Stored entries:
-- start --

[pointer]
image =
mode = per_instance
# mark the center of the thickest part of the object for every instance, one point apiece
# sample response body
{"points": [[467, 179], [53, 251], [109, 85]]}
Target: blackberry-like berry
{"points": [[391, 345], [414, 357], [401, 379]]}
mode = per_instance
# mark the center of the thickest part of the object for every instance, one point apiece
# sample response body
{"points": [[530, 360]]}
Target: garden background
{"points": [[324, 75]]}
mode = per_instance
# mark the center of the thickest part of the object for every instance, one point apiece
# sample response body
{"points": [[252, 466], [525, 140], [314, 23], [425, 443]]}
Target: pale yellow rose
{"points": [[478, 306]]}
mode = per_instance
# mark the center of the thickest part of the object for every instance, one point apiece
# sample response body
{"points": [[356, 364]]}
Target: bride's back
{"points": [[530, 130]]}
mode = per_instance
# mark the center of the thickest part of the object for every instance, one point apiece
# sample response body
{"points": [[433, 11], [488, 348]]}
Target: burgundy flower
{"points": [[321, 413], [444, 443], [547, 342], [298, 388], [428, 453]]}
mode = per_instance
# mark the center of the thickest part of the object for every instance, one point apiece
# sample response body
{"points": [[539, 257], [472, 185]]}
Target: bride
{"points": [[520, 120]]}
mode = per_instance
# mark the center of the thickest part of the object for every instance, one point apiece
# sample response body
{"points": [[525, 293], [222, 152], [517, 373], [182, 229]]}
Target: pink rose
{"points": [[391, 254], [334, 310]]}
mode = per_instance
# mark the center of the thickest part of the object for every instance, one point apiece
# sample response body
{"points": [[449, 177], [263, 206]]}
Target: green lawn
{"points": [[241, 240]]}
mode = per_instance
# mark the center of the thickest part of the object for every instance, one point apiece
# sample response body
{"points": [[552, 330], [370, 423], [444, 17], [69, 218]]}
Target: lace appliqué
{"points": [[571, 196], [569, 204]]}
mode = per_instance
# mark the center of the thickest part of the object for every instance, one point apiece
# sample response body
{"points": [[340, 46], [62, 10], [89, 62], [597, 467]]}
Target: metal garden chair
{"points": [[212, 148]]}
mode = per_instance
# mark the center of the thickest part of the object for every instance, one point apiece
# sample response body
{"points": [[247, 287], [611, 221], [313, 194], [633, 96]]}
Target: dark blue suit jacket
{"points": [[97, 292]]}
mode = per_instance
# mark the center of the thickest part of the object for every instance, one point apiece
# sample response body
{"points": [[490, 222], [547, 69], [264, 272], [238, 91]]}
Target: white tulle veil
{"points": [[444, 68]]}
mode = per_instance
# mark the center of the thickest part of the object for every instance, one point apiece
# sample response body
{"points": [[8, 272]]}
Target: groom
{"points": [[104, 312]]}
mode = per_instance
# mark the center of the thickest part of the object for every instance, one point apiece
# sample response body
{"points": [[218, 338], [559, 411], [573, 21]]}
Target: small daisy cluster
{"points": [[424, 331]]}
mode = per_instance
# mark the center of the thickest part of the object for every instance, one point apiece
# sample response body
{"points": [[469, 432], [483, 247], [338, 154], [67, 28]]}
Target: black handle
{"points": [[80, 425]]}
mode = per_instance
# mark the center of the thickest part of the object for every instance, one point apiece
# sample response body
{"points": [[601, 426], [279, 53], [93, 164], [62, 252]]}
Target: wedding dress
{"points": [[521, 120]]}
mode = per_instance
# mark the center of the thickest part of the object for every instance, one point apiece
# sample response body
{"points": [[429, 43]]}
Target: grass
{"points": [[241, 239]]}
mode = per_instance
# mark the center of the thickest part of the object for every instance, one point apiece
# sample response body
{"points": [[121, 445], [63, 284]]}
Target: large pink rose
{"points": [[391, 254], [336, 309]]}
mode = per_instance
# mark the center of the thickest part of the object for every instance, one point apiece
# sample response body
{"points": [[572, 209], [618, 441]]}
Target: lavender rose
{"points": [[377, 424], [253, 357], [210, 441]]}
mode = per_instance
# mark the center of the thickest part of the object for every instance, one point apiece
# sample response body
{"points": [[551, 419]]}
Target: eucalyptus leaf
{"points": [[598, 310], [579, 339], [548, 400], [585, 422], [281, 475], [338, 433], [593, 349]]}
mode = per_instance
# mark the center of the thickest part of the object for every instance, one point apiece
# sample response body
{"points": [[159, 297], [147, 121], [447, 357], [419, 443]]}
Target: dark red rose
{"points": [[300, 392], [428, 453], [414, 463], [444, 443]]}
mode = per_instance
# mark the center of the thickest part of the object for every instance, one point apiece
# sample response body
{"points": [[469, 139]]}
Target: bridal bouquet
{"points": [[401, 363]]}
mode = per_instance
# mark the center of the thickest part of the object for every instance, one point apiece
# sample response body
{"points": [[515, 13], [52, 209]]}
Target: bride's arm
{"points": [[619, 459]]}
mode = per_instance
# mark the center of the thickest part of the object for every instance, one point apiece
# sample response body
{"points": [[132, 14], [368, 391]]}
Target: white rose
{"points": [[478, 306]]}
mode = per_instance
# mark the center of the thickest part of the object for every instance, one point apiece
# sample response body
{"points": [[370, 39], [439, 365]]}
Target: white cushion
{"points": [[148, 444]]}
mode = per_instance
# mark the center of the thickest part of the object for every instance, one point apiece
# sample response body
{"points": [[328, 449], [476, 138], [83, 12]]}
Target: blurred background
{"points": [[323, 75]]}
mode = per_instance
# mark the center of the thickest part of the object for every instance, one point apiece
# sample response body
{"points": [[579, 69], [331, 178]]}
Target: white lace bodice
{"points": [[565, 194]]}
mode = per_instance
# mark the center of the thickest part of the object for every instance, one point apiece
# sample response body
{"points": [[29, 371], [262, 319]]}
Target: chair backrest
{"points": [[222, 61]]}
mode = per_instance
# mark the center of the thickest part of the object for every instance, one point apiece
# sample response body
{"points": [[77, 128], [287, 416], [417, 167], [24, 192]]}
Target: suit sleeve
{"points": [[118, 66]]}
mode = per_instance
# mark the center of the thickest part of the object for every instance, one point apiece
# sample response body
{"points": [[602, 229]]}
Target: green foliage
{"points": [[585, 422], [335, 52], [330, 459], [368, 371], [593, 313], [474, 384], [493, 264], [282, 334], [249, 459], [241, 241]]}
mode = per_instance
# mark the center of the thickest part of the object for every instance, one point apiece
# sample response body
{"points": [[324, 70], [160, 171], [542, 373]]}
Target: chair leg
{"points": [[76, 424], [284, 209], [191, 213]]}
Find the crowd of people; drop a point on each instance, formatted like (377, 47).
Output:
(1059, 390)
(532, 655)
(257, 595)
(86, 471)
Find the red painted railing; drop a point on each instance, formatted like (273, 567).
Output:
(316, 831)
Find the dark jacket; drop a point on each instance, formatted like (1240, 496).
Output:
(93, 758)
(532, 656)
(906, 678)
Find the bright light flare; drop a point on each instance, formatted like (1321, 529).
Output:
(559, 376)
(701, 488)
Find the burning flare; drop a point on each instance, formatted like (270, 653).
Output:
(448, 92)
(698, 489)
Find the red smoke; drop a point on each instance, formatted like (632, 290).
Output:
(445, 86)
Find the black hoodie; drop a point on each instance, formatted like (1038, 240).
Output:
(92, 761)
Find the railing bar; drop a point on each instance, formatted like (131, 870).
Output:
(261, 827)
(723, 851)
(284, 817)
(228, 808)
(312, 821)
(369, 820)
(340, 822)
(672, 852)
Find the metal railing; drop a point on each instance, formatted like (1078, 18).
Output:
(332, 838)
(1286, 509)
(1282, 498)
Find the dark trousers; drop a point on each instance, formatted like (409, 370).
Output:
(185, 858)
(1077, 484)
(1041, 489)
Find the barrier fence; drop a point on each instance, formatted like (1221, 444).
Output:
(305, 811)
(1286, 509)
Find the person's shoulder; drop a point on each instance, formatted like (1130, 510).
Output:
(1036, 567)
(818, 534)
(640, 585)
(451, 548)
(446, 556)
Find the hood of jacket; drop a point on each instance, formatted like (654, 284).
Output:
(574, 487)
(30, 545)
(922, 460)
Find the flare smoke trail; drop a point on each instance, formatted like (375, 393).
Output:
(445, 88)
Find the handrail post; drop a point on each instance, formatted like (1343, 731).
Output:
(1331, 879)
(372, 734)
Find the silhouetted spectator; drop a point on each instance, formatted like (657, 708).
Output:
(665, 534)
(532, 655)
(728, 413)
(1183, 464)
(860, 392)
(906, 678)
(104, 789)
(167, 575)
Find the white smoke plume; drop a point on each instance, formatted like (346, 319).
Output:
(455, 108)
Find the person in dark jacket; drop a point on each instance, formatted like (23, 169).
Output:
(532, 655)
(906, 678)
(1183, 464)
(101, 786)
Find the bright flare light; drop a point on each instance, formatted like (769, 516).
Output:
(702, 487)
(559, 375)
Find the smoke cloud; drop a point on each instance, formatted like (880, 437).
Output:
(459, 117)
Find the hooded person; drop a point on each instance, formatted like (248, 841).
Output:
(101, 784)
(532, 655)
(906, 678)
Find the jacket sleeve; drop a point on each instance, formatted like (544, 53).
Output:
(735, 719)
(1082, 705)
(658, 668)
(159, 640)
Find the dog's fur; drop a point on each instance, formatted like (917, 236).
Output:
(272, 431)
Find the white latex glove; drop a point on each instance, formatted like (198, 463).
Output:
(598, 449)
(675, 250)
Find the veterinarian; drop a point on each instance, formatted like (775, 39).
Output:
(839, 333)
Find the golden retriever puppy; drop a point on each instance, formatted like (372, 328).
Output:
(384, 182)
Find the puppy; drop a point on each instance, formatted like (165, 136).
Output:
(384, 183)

-- end --

- THE EXERCISE -
Reproduce the listing from the line that contains "Find the smoke" through the end of the listing, switching every "drop" to "place" and leaving everything else unchanged.

- FULL RESPONSE -
Find the smoke cloud; place a point on each instance, formatted like (880, 437).
Output:
(459, 117)
Find the hooded person; place a point on each instance, formatted like (248, 841).
Output:
(101, 784)
(532, 655)
(906, 678)
Find the jacket sleeve; place a point on each instance, formatted like (544, 53).
Output:
(735, 719)
(1082, 705)
(658, 668)
(159, 640)
Find the dog's fur; place a point on each instance, formatted like (917, 236).
Output:
(272, 431)
Find the white latex glove; place a point on each instance, formatted like (198, 463).
Output:
(598, 449)
(675, 250)
Find the veterinarian; place a point on each instance, formatted like (775, 39).
Output:
(839, 333)
Find the golden retriever puppy; place a point on each instance, formatted like (372, 328).
Output:
(384, 182)
Find the puppy; place a point on each instance, formatted like (165, 136).
Output:
(384, 183)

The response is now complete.